------ RECORDS SHOWN ------

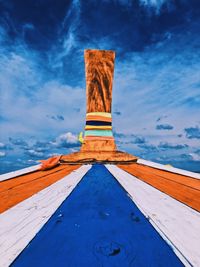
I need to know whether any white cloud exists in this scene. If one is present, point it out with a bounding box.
[51,132,80,148]
[0,142,6,149]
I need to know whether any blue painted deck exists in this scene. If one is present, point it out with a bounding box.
[12,165,183,267]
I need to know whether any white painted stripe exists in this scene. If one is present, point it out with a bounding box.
[106,165,200,266]
[137,159,200,179]
[0,165,91,267]
[0,164,41,182]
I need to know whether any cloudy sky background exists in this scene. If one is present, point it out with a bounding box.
[0,0,200,173]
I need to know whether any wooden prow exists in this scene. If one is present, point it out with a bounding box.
[81,50,116,152]
[60,50,137,164]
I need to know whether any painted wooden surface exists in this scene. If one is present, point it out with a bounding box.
[0,165,91,267]
[12,165,182,267]
[0,164,41,182]
[118,163,200,211]
[0,165,79,213]
[107,165,200,266]
[137,159,200,179]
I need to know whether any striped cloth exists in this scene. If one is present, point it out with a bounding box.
[85,112,113,140]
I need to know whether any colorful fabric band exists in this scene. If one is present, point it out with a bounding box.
[86,112,111,118]
[85,125,112,130]
[85,130,112,136]
[86,121,112,126]
[85,112,113,138]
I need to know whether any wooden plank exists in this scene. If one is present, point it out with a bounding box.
[0,165,91,267]
[0,164,41,181]
[0,165,79,213]
[9,164,183,267]
[118,163,200,211]
[106,165,200,266]
[137,159,200,179]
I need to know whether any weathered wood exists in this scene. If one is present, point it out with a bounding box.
[85,50,115,113]
[0,165,79,213]
[119,163,200,211]
[0,165,91,267]
[137,159,200,179]
[106,165,200,266]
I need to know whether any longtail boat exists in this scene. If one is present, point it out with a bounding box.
[0,50,200,267]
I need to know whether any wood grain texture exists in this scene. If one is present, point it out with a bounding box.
[0,165,80,213]
[119,163,200,211]
[137,159,200,179]
[0,165,91,267]
[106,165,200,266]
[85,50,115,113]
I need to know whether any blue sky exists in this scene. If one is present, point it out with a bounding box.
[0,0,200,173]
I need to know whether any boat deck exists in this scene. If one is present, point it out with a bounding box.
[0,163,200,267]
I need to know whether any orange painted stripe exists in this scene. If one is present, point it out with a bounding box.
[0,165,80,213]
[118,163,200,211]
[86,116,112,122]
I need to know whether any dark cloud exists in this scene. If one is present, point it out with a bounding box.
[158,142,188,150]
[47,115,65,121]
[130,135,146,144]
[113,111,121,116]
[156,124,174,130]
[24,149,44,158]
[194,149,200,156]
[184,126,200,139]
[113,131,126,138]
[138,144,158,152]
[51,132,81,148]
[0,142,13,150]
[156,115,168,122]
[9,137,28,147]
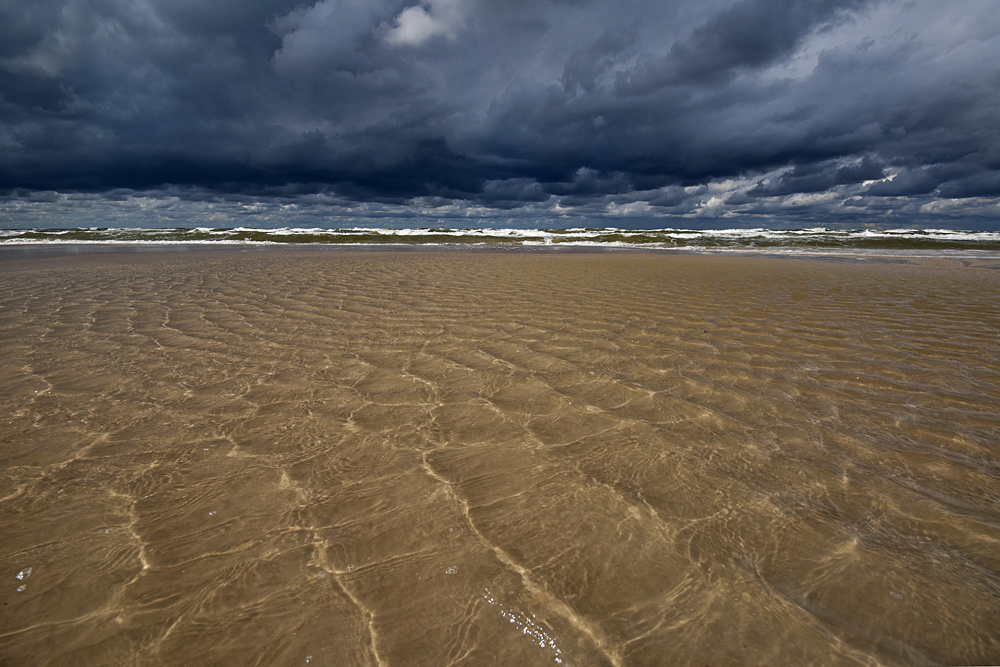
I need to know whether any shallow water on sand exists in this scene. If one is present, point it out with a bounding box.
[0,250,1000,666]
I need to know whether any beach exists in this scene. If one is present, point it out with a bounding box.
[0,246,1000,666]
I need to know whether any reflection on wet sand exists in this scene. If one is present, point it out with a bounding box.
[0,250,1000,665]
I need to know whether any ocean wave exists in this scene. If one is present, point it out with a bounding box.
[0,227,1000,254]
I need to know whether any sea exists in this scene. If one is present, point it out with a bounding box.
[0,227,1000,256]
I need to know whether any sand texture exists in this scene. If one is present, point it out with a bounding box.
[0,249,1000,667]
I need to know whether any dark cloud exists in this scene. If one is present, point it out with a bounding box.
[0,0,1000,226]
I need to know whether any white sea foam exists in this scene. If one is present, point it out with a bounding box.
[0,227,1000,256]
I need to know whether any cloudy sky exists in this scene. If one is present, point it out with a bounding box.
[0,0,1000,229]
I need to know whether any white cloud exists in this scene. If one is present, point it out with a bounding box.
[385,0,465,46]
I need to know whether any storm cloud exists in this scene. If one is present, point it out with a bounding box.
[0,0,1000,228]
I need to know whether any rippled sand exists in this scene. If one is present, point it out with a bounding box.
[0,250,1000,666]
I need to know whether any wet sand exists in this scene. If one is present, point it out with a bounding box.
[0,249,1000,666]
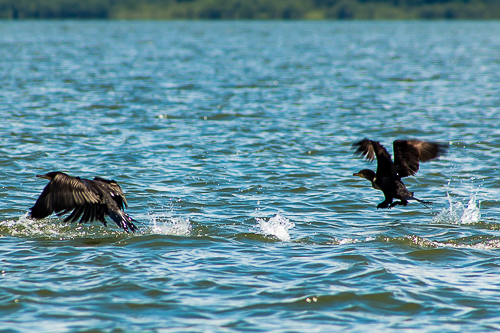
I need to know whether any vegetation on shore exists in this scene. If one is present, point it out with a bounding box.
[0,0,500,20]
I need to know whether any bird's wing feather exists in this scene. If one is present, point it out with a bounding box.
[393,140,446,177]
[353,139,396,177]
[31,173,100,218]
[94,177,128,210]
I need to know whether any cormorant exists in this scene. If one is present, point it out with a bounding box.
[353,139,446,209]
[30,171,137,232]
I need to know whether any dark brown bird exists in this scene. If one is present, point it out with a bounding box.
[30,171,137,232]
[353,139,446,208]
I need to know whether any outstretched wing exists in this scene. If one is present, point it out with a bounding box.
[31,173,100,219]
[94,177,128,210]
[393,140,446,177]
[353,139,396,177]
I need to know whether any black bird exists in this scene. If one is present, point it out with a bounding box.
[353,139,446,208]
[30,171,137,232]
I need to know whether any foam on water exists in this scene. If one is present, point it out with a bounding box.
[149,215,192,236]
[256,214,295,242]
[432,192,481,224]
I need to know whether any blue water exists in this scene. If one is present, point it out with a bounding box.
[0,21,500,332]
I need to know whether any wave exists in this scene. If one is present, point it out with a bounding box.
[255,214,295,242]
[432,192,481,224]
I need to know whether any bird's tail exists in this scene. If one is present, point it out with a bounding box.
[109,210,139,232]
[406,192,434,209]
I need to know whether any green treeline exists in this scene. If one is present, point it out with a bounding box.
[0,0,500,20]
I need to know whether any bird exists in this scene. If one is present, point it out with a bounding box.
[29,171,138,233]
[353,138,446,209]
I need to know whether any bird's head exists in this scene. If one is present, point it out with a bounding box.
[352,169,375,182]
[36,171,62,180]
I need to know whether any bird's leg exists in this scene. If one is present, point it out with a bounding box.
[412,197,434,209]
[389,199,408,208]
[377,199,393,209]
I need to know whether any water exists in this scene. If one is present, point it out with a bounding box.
[0,21,500,332]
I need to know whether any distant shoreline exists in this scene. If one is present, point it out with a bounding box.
[0,0,500,21]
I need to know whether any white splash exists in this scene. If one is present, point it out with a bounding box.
[150,217,192,236]
[432,192,481,224]
[255,214,295,242]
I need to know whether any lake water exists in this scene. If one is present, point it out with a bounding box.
[0,21,500,332]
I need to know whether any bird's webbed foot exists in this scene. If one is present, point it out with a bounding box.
[377,200,393,209]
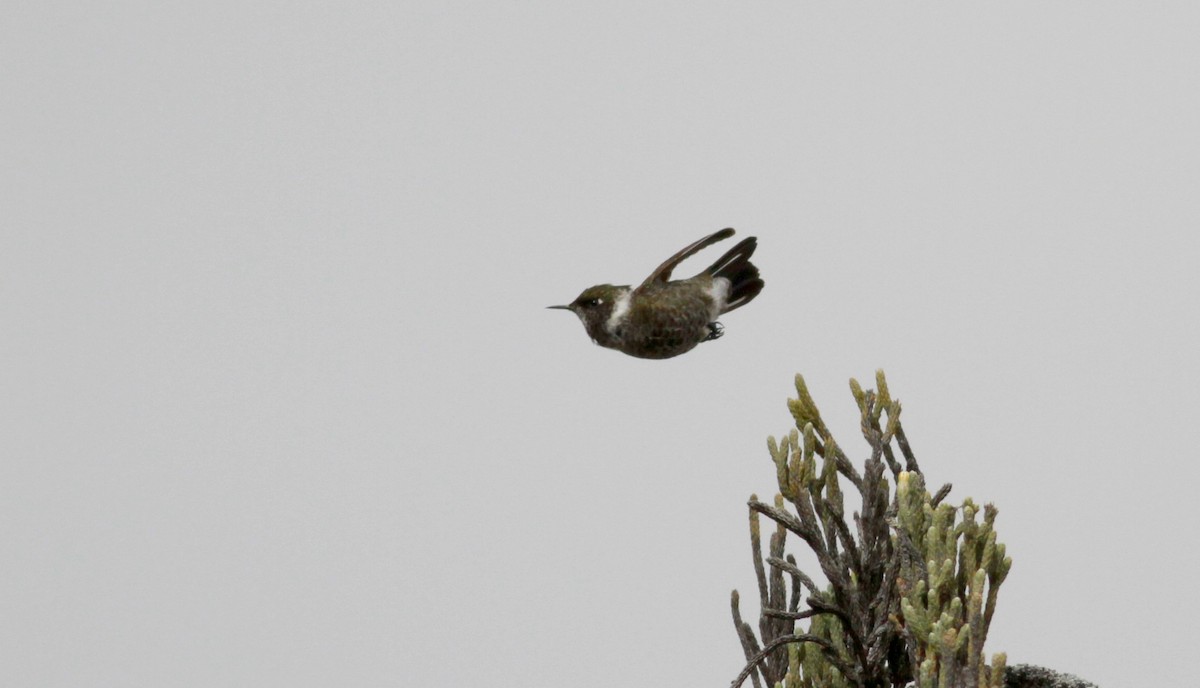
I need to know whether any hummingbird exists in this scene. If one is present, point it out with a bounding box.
[548,227,762,358]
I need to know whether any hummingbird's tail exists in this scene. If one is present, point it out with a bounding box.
[704,237,762,313]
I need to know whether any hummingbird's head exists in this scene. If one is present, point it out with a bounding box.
[550,285,629,342]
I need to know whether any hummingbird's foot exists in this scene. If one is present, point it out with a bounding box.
[704,323,725,342]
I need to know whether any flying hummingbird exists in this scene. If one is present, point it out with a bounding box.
[550,228,762,358]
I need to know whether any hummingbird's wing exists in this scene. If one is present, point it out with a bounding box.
[634,227,733,292]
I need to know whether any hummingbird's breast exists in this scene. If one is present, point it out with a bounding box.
[613,279,720,358]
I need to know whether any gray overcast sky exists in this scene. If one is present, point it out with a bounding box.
[0,0,1200,688]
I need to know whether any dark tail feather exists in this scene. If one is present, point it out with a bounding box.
[704,237,763,313]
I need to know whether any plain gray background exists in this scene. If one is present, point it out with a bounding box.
[0,1,1200,688]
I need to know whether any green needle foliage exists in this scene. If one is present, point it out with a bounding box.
[732,371,1013,688]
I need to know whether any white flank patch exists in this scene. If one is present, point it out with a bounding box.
[604,289,634,334]
[708,277,730,321]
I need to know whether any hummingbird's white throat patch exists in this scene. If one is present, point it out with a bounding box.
[604,289,634,335]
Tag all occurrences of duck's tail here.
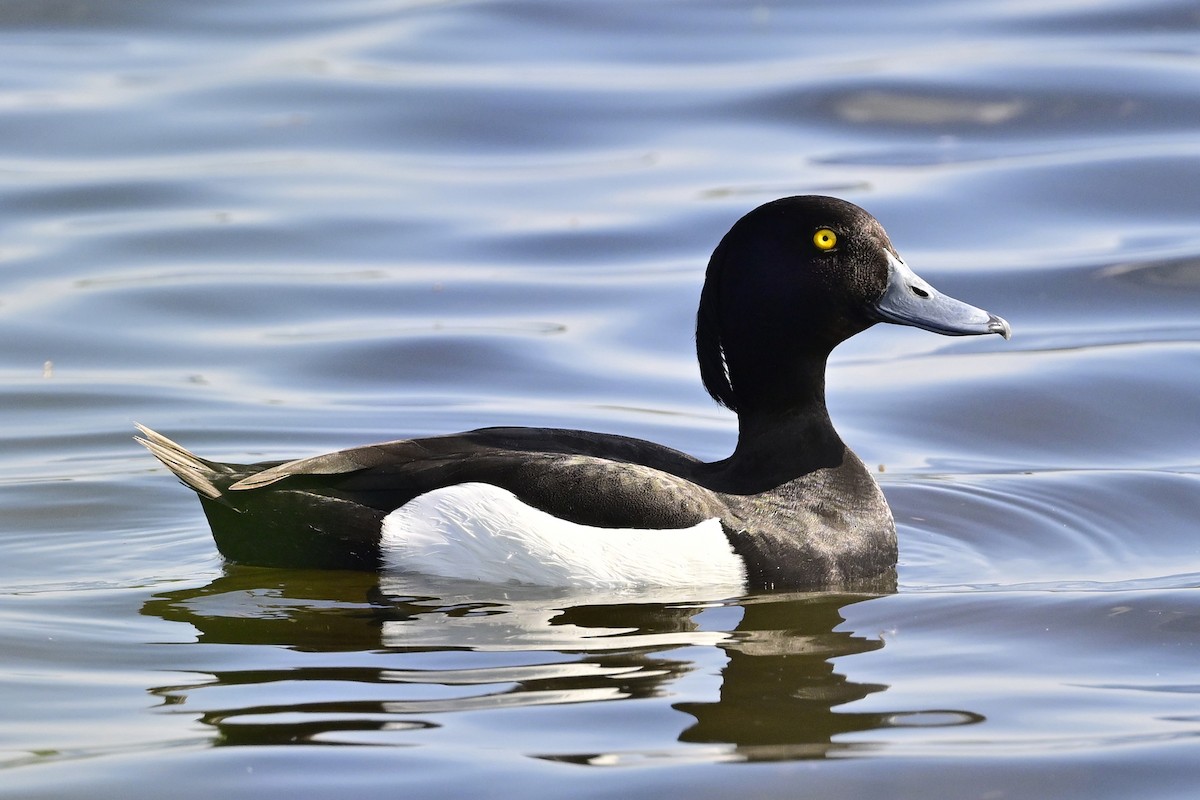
[133,422,229,500]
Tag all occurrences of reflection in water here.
[143,567,979,765]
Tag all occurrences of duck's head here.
[696,196,1010,411]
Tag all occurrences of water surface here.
[0,0,1200,800]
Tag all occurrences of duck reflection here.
[143,566,984,765]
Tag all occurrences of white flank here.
[380,483,746,588]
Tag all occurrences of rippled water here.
[0,0,1200,799]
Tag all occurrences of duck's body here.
[142,198,1008,588]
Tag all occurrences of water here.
[0,0,1200,799]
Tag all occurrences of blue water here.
[0,0,1200,800]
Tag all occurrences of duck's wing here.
[225,428,700,491]
[226,428,721,529]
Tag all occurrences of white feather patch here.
[380,483,746,587]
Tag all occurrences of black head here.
[696,196,1009,411]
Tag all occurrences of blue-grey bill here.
[876,253,1013,339]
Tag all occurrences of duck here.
[136,196,1012,590]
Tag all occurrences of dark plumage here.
[139,197,1009,588]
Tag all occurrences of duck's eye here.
[812,228,838,249]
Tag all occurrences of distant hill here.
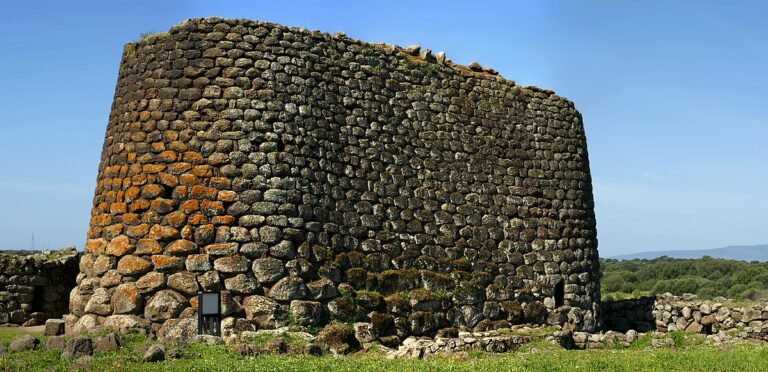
[608,244,768,262]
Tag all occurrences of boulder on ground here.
[45,336,67,352]
[61,336,93,359]
[8,335,40,351]
[315,323,360,355]
[143,344,165,362]
[93,333,123,353]
[45,319,65,336]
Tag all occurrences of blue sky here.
[0,0,768,257]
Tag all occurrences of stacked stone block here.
[68,18,598,338]
[0,248,79,326]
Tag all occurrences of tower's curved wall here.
[70,19,598,334]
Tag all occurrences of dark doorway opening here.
[32,285,46,313]
[555,280,565,307]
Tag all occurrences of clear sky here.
[0,0,768,257]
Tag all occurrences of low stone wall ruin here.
[0,249,80,326]
[601,294,768,341]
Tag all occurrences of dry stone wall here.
[0,248,80,326]
[602,294,768,341]
[67,18,599,339]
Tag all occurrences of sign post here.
[197,291,221,337]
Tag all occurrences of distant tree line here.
[600,256,768,301]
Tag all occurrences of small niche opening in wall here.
[32,285,45,312]
[555,280,565,307]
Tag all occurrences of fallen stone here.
[142,344,165,362]
[61,336,93,359]
[93,333,123,353]
[8,335,40,351]
[45,336,67,352]
[44,319,66,336]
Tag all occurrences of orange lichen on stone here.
[124,186,141,202]
[187,213,208,225]
[216,190,237,202]
[104,223,125,239]
[106,235,134,257]
[184,151,204,164]
[91,214,112,226]
[157,150,177,163]
[171,186,189,200]
[181,225,195,240]
[85,239,107,255]
[117,256,152,275]
[104,164,120,177]
[123,213,141,225]
[141,184,163,199]
[150,198,176,214]
[168,163,192,174]
[192,165,213,178]
[210,177,232,190]
[130,199,149,212]
[149,225,179,240]
[203,243,237,256]
[189,185,219,199]
[165,239,197,256]
[131,173,147,186]
[179,199,200,213]
[179,173,200,186]
[134,239,163,254]
[152,255,184,271]
[157,173,179,187]
[211,216,235,226]
[109,203,128,214]
[163,211,187,228]
[142,164,165,173]
[125,223,149,239]
[200,199,224,215]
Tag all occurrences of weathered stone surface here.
[142,344,165,363]
[168,271,198,296]
[290,300,323,326]
[144,289,187,322]
[8,335,40,351]
[224,274,259,295]
[106,235,134,257]
[44,319,65,336]
[165,239,197,256]
[93,333,123,353]
[113,283,143,315]
[136,271,165,292]
[186,253,212,271]
[243,296,281,328]
[197,271,221,291]
[72,19,604,336]
[315,323,360,355]
[85,288,112,315]
[72,314,99,335]
[252,257,285,283]
[103,315,148,333]
[45,336,67,353]
[117,256,152,276]
[61,336,93,359]
[269,276,307,301]
[158,318,197,343]
[152,255,184,273]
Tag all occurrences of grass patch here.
[0,330,768,371]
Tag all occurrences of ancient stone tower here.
[68,19,599,337]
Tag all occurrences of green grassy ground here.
[0,326,768,371]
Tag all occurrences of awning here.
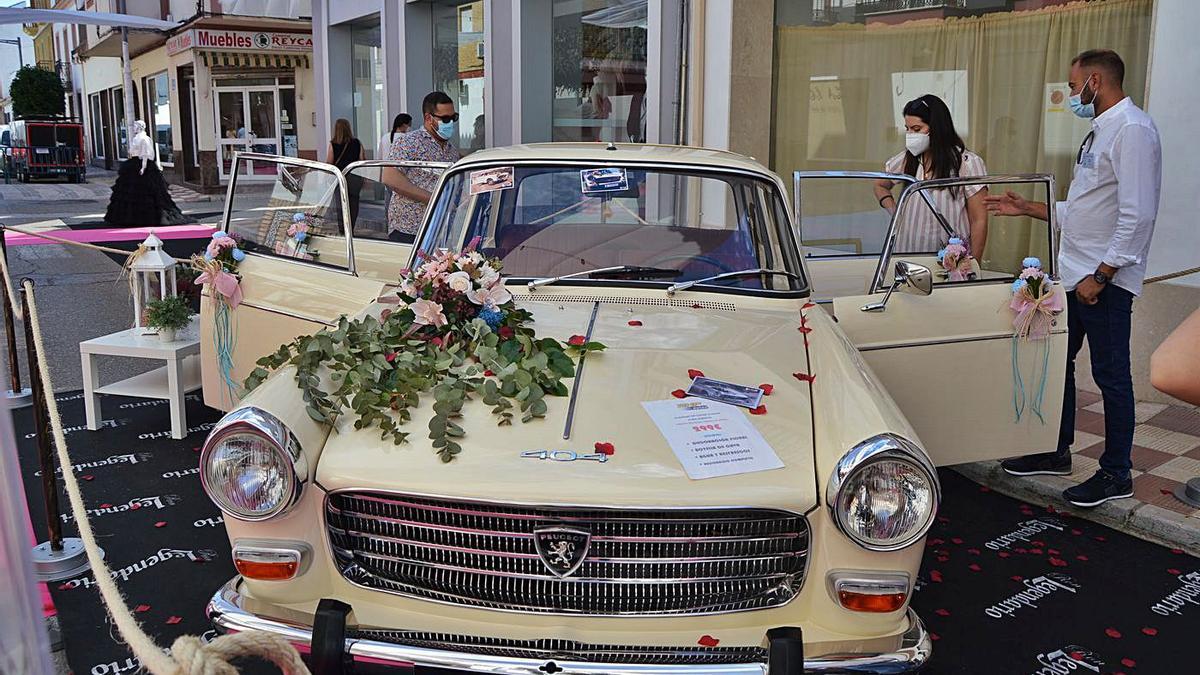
[200,52,308,70]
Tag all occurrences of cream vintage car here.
[200,143,1066,675]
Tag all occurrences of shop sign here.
[167,28,312,56]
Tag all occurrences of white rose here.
[446,271,470,293]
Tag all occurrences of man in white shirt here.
[986,49,1163,508]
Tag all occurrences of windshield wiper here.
[667,268,804,295]
[529,265,683,291]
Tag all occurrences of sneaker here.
[1062,470,1133,508]
[1000,453,1070,476]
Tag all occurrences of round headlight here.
[200,407,308,520]
[828,436,940,551]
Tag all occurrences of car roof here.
[458,143,773,177]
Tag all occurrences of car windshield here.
[420,165,806,292]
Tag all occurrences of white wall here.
[1147,0,1200,287]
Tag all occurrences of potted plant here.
[146,295,193,342]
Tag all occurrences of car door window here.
[226,153,354,271]
[872,175,1055,292]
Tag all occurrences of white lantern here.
[130,231,175,334]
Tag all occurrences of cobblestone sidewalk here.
[955,389,1200,556]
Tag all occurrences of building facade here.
[77,0,317,190]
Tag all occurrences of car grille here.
[325,492,809,615]
[346,629,767,665]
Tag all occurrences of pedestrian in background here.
[376,113,413,160]
[875,94,988,261]
[382,91,462,241]
[988,49,1163,508]
[325,118,366,228]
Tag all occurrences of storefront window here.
[145,72,175,166]
[432,0,486,153]
[350,14,389,159]
[772,0,1153,269]
[551,0,647,143]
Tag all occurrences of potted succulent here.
[146,295,194,342]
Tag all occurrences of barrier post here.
[20,279,90,581]
[0,225,32,408]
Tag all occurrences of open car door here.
[200,153,386,410]
[816,175,1067,466]
[342,160,450,283]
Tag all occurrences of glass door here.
[215,89,248,180]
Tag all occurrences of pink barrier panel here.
[5,225,216,246]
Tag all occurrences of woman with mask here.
[875,94,988,261]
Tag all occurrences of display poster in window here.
[642,396,784,480]
[580,167,629,195]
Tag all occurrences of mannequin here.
[104,120,187,227]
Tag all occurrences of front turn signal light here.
[233,542,305,581]
[829,571,908,614]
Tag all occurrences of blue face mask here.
[1067,78,1096,120]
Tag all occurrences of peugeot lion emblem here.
[533,527,592,578]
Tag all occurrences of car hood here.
[317,295,817,512]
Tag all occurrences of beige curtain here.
[772,0,1153,273]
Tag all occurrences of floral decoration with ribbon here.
[1008,257,1067,424]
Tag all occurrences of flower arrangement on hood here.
[937,237,974,281]
[246,239,605,461]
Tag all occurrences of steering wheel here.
[644,253,733,273]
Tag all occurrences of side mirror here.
[862,261,934,312]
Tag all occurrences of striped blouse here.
[883,151,988,253]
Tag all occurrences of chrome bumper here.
[208,577,932,675]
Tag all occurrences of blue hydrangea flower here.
[479,307,505,330]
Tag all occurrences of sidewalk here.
[954,389,1200,556]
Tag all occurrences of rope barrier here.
[19,275,310,675]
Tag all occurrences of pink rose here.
[409,298,446,327]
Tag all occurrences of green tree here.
[8,66,66,118]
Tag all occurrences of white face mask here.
[904,133,929,157]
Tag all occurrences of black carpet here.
[14,394,1200,675]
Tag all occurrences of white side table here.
[79,319,200,440]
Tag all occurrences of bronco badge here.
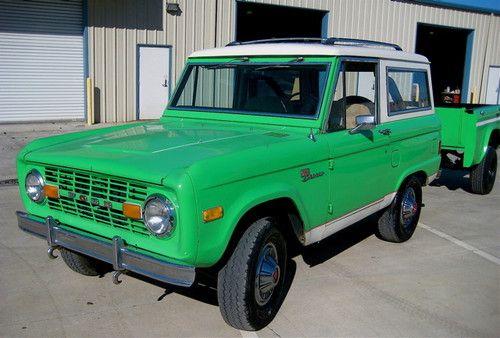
[300,168,325,182]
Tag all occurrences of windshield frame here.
[167,56,336,124]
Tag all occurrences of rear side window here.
[387,68,431,115]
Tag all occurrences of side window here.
[387,68,431,115]
[328,62,378,131]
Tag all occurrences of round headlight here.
[143,196,175,236]
[25,170,45,203]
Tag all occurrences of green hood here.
[24,119,300,184]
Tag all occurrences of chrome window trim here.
[167,62,332,120]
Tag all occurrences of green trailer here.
[436,104,500,195]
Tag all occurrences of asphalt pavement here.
[0,123,500,337]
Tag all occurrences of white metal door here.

------

- _SHORT PROBLEM_: Scale the listing, starting at the line containing "Tag all occurrences of grass patch here." and ending at the line containing "[529,265,683,291]": reproduce those lines with their requests, and multiply every bounding-box coordinate by 2.1, rounding to whole numbers with halves rounded up. Omit the pictures from your answer.

- _EXPECTED ANSWER_:
Tag all occurrences of grass patch here.
[0,693,1613,779]
Tag all occurrences of ancient stone tower here.
[143,40,1258,708]
Tag all occurrences of green grassy ground here.
[0,685,1613,779]
Tag all occurrences of awning here.
[420,109,647,147]
Tag all occurrences of cream vintage car here.
[420,300,2239,1418]
Tag all occurrences of shop sign here.
[351,59,655,118]
Tag all occurrences of white rose here.
[937,569,987,615]
Tag all occurrences of man in white shirt here.
[2071,103,2442,1067]
Tag all occurrences of windshield wiper here.
[1401,563,1688,620]
[1111,557,1434,611]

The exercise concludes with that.